• _Required action_
Scan the lines below for the word "Target". Copy each line you find it in.
== Information provided
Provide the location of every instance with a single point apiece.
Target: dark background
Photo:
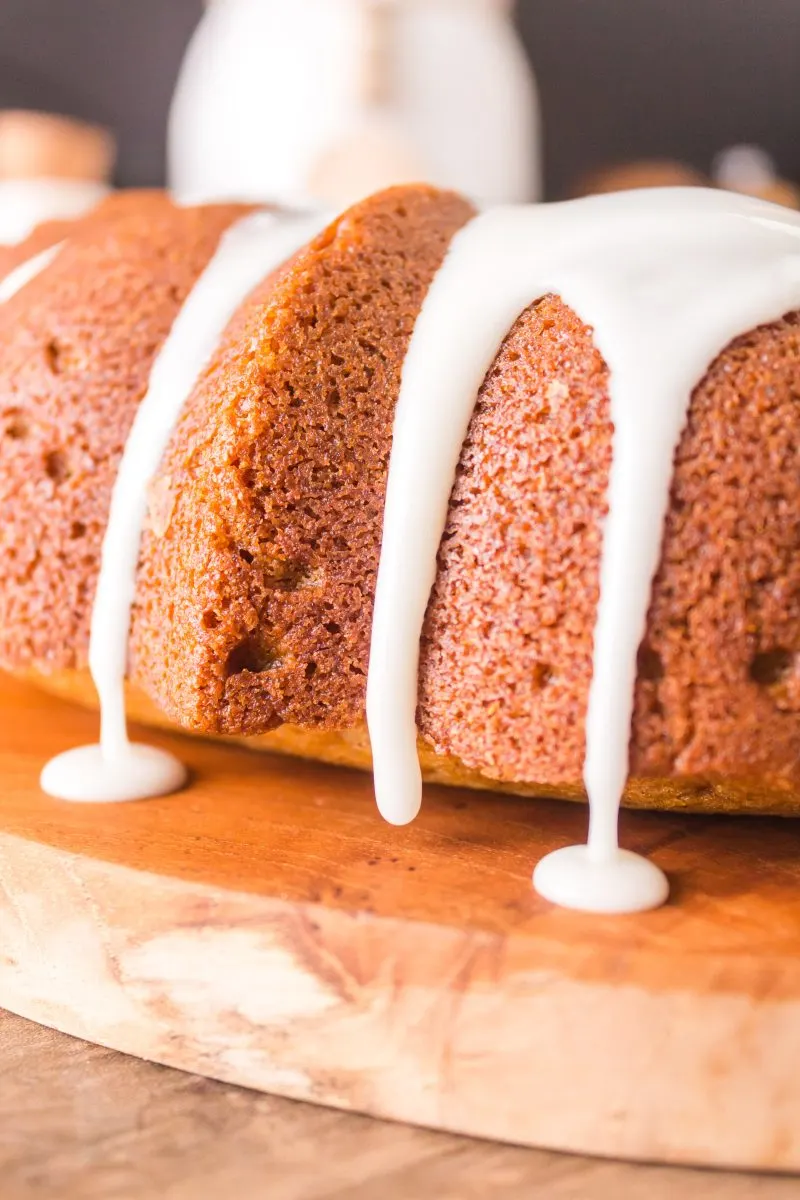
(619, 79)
====
== Information provided
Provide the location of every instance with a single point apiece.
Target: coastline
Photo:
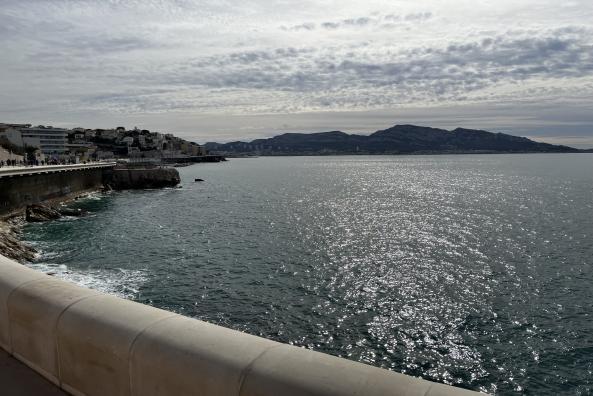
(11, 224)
====
• _Response for this exercise_
Target: dark background
Target: coastline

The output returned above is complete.